# [Work to complete]
Reproduce every entry exactly.
========================================================================
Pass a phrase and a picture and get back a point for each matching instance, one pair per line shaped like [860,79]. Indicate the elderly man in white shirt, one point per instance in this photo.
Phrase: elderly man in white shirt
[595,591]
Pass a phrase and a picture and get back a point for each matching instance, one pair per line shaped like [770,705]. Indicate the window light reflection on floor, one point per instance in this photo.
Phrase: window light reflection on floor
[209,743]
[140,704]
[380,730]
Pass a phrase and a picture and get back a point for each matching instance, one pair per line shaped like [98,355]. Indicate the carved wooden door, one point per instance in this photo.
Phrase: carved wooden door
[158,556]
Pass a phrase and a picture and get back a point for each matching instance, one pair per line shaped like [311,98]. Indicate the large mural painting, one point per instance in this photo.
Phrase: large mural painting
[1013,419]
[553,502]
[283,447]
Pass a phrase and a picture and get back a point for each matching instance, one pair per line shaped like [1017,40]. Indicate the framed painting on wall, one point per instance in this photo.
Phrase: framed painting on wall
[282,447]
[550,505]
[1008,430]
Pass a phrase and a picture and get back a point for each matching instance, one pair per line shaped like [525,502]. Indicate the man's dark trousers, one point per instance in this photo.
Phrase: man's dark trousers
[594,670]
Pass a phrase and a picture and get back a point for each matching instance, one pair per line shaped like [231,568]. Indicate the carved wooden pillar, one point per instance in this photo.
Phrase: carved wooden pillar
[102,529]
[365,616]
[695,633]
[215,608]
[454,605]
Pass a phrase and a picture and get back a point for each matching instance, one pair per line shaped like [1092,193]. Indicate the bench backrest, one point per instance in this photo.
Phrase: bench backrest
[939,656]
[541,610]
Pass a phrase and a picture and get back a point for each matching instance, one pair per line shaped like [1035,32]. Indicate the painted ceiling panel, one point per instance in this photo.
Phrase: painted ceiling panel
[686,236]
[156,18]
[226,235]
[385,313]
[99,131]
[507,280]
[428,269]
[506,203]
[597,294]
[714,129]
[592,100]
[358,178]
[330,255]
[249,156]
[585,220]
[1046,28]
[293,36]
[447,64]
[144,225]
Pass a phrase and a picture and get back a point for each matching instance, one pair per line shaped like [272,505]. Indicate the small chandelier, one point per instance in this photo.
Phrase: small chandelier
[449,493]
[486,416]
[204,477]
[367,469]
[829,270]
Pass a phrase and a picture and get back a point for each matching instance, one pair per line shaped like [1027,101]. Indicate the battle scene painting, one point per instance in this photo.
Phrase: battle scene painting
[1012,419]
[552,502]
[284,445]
========================================================================
# [Written solution]
Pass a phrase and a picture and get back a point for each matching instance, one pair per line shaped like [860,79]. Indicate the elderly man in white shirt, one point per instance in this photo.
Phrase: elderly man in white shirt
[595,591]
Pass a phrase and a picture and get back a point for each matching instance, one pair per line shaped like [770,705]. Indicate the window light reflection on floor, one point per instance in this photo.
Phrase: window light reflection on floor
[209,743]
[140,704]
[380,730]
Pass a phrase and a picture and get back a point for each matching instance, one pair per line shaped like [98,355]. Indicate the carved wooden door, one point per instance in this photo.
Phrase: carved wooden door
[158,556]
Pass a phrase and a picture and get back a point for each matching instance, one pair per line shaped like [311,98]. Indicate the large mural painting, one point per instance in this photo.
Phrase: large mural painting
[1013,419]
[553,502]
[283,447]
Pass a phrase and a picture and get back a point for each matching instance, one pair per line shaped like [1017,40]. Indicate the framed painting on wall, one point per instance in this photo.
Phrase: framed painting on wall
[282,447]
[550,505]
[1008,430]
Pass a phrase and a picture and get back a point for each matching instance, one pair per line shaped like [525,502]. Indicate the man's dark trousers, one point per instance in this photo.
Phrase: man's dark trousers
[594,670]
Pass a phrase and a picture and get back a point for each matching instance, one pair per line shaped like [231,568]. Indicate the carved wooden pillar, one point per instance in this photo.
Phrase: carved wooden pillar
[102,529]
[365,616]
[695,633]
[215,608]
[454,605]
Pass a phrase and a picture and get back a point for each matching instance, one pair per line shaped like [1092,193]. Indicate the bench backrest, one point per instance in this photo.
Phrase: bench backrest
[939,656]
[541,610]
Pass a phrase and a picture and get back a point for each matching instance, one pair per line shaped like [1035,32]. Indicate the painted ceiling panel, one point per instance in this photo.
Phrase: painted ceiling panel
[686,236]
[156,18]
[226,235]
[385,313]
[99,131]
[507,280]
[428,269]
[506,203]
[597,294]
[714,129]
[592,100]
[358,178]
[330,255]
[249,156]
[585,220]
[1046,28]
[293,36]
[447,64]
[144,225]
Pass a phrase and a picture and get back a point for each matching instance, one pair per line shaped like [272,505]. Indicate the small chandelier, one point per instance in this photo.
Phrase: small chandelier
[449,493]
[486,416]
[204,477]
[367,469]
[829,270]
Pass a phrase and a picture and get back a point for each matching instance, one pair per line shaped like [1027,101]. Indicate the battle scene painting, one point per instance in this photo.
Phrase: battle scene painting
[1012,419]
[552,502]
[284,445]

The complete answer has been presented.